• **Tugas yang Diminta**: Lanjutkan kutipan tentang proposisi-proposisi Homans di bawah ini, dimulai tepat setelah kalimat terakhirnya.

• **Kutipan Terpilih**:
⁂

Kedua, proposisi stimulus. Proposisi ini menggambarkan seperangkat stimulus tertentu yang dilibatkan dengan peristiwa terjadinya suatu tindakan. "Jika di masa lalu terjadinya stimulus yang khusus, atau seperangkat stimuli, merupakan peristiwa di mana tindakan seseorang memperoleh ganjaran, maka semakin mirip stimuli yang ada sekarang ini dengan yang lalu itu, akan semakin mungkin seseorang melakukan tindakan serupa atau yang agak sama," Homans dalam (Poloma, 1979). Secara sederhana, stimulus dapat dikatakan sebagai rangkaian kegiatan atau cara untuk mencapai proposisi sukses. Proposisi ini dapat menjawab pertanyaan "kenapa tindakan-tindakan tertentu sukses memperoleh ganjaran?"
Ketiga, proposisi nilai. Homans dalam (Poloma, 1979) menyatakan bahwa "semakin tinggi nilai suatu tindakan, maka semakin senang seseorang melakukan tindakan itu." Proposisi ini menjelaskan ganjaran dan hukuman yang terdapat dalam suatu tindakan. Proposisi nilai merupakan inti dari proposisi yang bersifat eksplanasi (penjelas) yang merepresentasikan urgensitas/kepentingan suatu tindakan yang dilakukan oleh individu yang bersangkutan. Proposisi ini menjawab pertanyaan "kenapa manusia menginginkan ganjaran dari kesuksesan tindakan tertentu?"
Keempat, proposisi deprivasi-satiasi. Dalam (Poloma, 1979) Homans menyatakan bahwa "semakin sering di rentang waktu yang dekat seseorang menerima suatu ganjaran, maka semakin kurang bernilai bagi orang tersebut peningkatan setiap unit ganjaran itu." Artinya, nilai kepuasan suatu ganjaran akan berkurang apabila diterima terus-menerus dalam waktu dekat. Misalnya, orang yang haus apabila mendapatkan ganjaran minum air maka akan memperoleh nilai kepuasan maksimum di awal, akan tetapi, minum air untuk kedua kalinya dalam waktu dekat akan mengurangi nilai kepusan, bahkan pada titik tertentu, ganjaran dapat berubah menjadi hukuman, misalnya kembung. Proposisi ini menjawab pertanyaan "kenapa manusia menjadi tidak puas meskipun memperoleh ganjaran dari tindakan yang sama?"

⁂

• **Isi Data**:

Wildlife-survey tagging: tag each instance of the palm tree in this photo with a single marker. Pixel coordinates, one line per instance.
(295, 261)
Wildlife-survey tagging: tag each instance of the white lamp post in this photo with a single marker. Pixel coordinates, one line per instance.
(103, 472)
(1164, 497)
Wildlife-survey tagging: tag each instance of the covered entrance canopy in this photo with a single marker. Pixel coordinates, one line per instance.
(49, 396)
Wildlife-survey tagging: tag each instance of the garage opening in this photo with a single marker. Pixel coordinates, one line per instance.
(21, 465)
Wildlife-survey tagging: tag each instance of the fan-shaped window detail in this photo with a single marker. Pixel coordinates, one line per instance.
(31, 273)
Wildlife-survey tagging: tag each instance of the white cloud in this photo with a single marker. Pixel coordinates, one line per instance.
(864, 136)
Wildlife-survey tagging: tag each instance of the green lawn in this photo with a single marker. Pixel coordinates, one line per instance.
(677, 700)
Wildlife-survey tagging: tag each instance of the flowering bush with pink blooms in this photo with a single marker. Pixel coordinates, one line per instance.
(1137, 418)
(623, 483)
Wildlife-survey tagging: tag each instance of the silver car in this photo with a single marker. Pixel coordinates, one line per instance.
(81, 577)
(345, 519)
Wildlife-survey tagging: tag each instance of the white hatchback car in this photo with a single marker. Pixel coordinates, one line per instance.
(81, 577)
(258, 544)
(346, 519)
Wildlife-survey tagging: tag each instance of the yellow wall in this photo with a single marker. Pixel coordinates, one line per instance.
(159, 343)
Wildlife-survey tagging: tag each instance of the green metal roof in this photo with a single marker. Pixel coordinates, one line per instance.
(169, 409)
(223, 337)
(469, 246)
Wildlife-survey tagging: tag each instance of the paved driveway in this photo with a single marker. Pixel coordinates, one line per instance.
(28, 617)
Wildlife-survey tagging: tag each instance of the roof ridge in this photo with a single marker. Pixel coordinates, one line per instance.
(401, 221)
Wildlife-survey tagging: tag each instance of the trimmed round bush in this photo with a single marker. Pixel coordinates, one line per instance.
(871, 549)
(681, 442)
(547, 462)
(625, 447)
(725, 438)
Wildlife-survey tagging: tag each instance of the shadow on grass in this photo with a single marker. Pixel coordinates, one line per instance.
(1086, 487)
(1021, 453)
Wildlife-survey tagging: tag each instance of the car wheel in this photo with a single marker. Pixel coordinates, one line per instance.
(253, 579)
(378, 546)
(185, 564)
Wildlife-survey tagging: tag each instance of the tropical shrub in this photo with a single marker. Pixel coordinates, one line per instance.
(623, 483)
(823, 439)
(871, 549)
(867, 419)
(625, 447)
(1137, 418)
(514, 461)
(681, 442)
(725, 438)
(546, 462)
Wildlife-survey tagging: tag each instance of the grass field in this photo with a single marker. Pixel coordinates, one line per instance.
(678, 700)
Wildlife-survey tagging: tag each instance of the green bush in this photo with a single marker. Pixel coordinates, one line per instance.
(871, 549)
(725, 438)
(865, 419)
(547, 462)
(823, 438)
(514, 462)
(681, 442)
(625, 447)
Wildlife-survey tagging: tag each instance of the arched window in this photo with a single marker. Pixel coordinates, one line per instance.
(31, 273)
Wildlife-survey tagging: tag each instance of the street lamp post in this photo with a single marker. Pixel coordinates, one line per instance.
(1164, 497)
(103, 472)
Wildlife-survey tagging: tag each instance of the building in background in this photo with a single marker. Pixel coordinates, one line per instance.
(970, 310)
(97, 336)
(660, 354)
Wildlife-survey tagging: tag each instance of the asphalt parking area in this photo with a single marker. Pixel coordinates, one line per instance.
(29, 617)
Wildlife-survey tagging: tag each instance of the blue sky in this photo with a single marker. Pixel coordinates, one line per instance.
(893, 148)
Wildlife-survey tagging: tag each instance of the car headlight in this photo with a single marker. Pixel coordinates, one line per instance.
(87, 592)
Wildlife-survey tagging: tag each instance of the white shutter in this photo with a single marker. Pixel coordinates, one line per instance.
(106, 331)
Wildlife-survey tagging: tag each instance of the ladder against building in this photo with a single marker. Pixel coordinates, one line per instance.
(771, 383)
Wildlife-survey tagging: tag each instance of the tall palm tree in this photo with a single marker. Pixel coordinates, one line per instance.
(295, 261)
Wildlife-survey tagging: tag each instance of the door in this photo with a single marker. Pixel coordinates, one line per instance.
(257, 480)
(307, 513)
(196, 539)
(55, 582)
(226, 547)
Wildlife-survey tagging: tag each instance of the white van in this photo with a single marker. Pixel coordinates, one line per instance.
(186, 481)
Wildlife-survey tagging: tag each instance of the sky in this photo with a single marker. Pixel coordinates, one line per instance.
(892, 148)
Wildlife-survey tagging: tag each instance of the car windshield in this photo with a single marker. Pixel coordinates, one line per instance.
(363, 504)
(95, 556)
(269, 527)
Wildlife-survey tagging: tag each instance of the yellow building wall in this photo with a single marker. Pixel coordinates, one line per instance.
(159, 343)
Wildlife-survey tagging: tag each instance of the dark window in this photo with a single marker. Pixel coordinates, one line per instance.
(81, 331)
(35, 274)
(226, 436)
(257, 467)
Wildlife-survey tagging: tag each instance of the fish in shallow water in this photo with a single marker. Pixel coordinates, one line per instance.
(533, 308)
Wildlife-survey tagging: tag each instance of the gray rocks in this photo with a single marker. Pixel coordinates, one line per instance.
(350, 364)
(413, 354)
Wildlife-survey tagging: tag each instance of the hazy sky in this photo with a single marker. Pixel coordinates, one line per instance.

⁂

• **Jawaban Latihan**:
Kelima, proposisi restu-agresi. Apabila tindakan yang diperbuat manusia tidak memperoleh ganjaran yang diinginkannya, maka manusia cenderung meluapkan kekecewaannya ke dalam tindakan marah atau sedih sebagai tanda ketidakpuasan terhadap ganjaran dari tindakannya tersebut. Proposisi ini menjawab pertanyaan "kenapa manusia dapat bertindak marah dan sedih?"
Kesimpulan
Dengan melihat proposisi sebagai separangkat unit analisis, Homans percaya para ahli sosiologi dapat menjelaskan apa yang disebut kaum fungsionalis struktural sebagai "struktur sosial". Bagi Homans, perilaku sosial yang paling institusional dan non-institusional dengan demikian dapat dijelaskan melalui penerapan dan penyempurnaan kelima proposisi psikologis elementer itu. (Poloma, 1979)Salah satu perbedaan yang paling penting antara perilaku non-institusional dan perilaku institusional adalah bahwa yang institusional jauh lebih kompleks dengan banyak pertukaran yang bersifat tidak langsung daripada yang langsung. Homans mengemukakan bahwa institusi sosial tidak bertahan dengan dinamikanya sendiri yang terlepas dari proses sosial (pertukaran perilaku) yang mendasar. Dengan demikian, institusi sosial itu senantiasa tergantung pada dinamika perilaku sosial dasar, di mana individu berusaha memuaskan kebutuhannya sebagai manusia (bukan sebagai anggota suatu institusi sosial atau masyarakat). (Johnson, 1981)
Daftar Pustaka
Sebelum memutuskan bercerai dengan teori fungsional, pemikiran Homans dalam karyanya The Human Group memberikan sumbangan terhadap anali...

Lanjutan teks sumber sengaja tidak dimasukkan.